A dispute over when a community infrastructure levy (CIL) is due to be paid has left a Somerset developer with a bill for hundreds of thousands of pounds.

The levy is a relatively new charge made by local authorities on new developments in their area and is used to fund local infrastructure. It only applies in areas where the local authority has consulted on and published a charge sheet setting out the levy’s cost.

Oval Estates, which is in the process of developing a housing estate in Radstock, Somerset, has been challenging Bath and North East Somerset Council’s decision to issue it with a notice to pay a levy of £874,83.78.

It doesn’t dispute that it is liable to pay a levy, but claims that, as the development is being built in stages, it is entitled to pay the levy in stages too.

However, in a ruling this week, a High Court judge sitting in Cardiff rejected this argument.

In his ruling High Court judge Mr Justice Swift stated that, if the development is indeed taking place “pursuant to phased planning permission” then the rules allow the levy to be phased too.

The development wasn’t initially intended to be phased, but now it is being developed in stages.

There is no dispute that Oval was liable to pay a levy – it has signed an agreement to that effect in April 2017.

So the question that needs to be answered is: at what point did Oval become liable to pay the levy? When it was a staged development, or when it wasn’t?

As in many developments, the planning permission history is complicated. However, the judge’s ruling is clear. Payment became due when work started, and at that point it wasn’t a staged development, so the payment of the levy shouldn’t be staged either.

**Written tasks:**
1. In the levy article, in which city was the High Court judge sitting?
2. Print the passage of the levy article starting at "The levy is" and ending at "rejected this argument.".
3. For each statement, say yes or no according to the levy article and quote the words that decide it: (a) Oval Estates disputes that it is liable to pay a levy. (b) The development was initially intended to be phased. (c) Oval signed an agreement to pay the levy in April 2017.

**Records supplied:**

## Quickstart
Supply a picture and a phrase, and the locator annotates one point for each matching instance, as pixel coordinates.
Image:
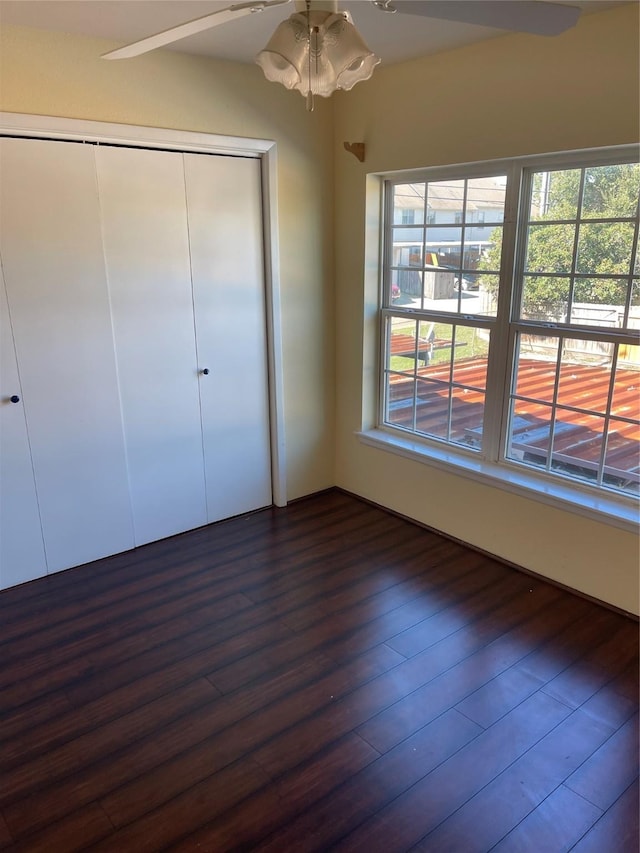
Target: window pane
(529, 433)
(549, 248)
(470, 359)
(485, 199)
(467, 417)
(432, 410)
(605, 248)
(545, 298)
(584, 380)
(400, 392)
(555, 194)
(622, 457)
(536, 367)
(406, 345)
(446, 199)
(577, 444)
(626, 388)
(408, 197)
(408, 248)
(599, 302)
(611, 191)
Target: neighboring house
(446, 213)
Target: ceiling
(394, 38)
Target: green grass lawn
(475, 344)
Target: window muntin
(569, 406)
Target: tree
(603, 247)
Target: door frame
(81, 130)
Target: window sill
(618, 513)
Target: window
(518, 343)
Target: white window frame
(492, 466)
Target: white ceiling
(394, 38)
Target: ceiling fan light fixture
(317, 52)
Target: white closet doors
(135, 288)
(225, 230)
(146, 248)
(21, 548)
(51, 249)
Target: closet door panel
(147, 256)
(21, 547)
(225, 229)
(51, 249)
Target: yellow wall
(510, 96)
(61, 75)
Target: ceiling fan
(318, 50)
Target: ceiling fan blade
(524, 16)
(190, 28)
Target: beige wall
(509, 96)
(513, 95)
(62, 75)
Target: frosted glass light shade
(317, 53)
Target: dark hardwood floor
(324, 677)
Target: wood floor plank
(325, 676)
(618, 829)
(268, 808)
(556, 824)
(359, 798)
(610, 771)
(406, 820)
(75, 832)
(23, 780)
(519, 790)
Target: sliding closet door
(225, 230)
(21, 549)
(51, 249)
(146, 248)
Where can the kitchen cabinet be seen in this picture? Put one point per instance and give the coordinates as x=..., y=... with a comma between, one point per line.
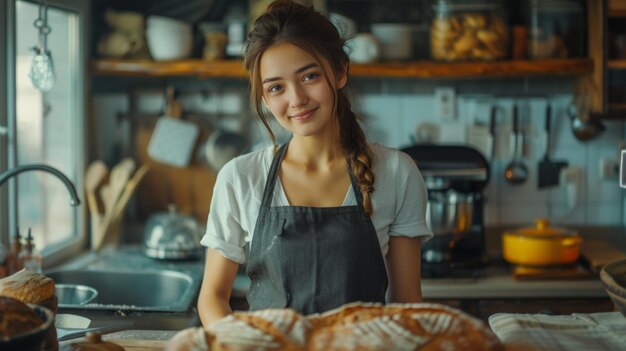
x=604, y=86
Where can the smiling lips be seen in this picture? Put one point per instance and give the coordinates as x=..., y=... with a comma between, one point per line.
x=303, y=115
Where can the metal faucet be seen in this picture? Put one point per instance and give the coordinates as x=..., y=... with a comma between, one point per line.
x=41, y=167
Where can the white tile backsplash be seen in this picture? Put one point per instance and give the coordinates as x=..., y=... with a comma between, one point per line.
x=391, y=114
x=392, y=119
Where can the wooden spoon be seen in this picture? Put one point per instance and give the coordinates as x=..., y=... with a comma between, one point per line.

**Answers in order:**
1. Cardiff

2.
The levy is a relatively new charge made by local authorities on new developments in their area and is used to fund local infrastructure. It only applies in areas where the local authority has consulted on and published a charge sheet setting out the levy’s cost.

Oval Estates, which is in the process of developing a housing estate in Radstock, Somerset, has been challenging Bath and North East Somerset Council’s decision to issue it with a notice to pay a levy of £874,83.78.

It doesn’t dispute that it is liable to pay a levy, but claims that, as the development is being built in stages, it is entitled to pay the levy in stages too.

However, in a ruling this week, a High Court judge sitting in Cardiff rejected this argument.

3.
(a) No: "It doesn’t dispute that it is liable to pay a levy"
(b) No: "The development wasn’t initially intended to be phased"
(c) Yes: "it has signed an agreement to that effect in April 2017"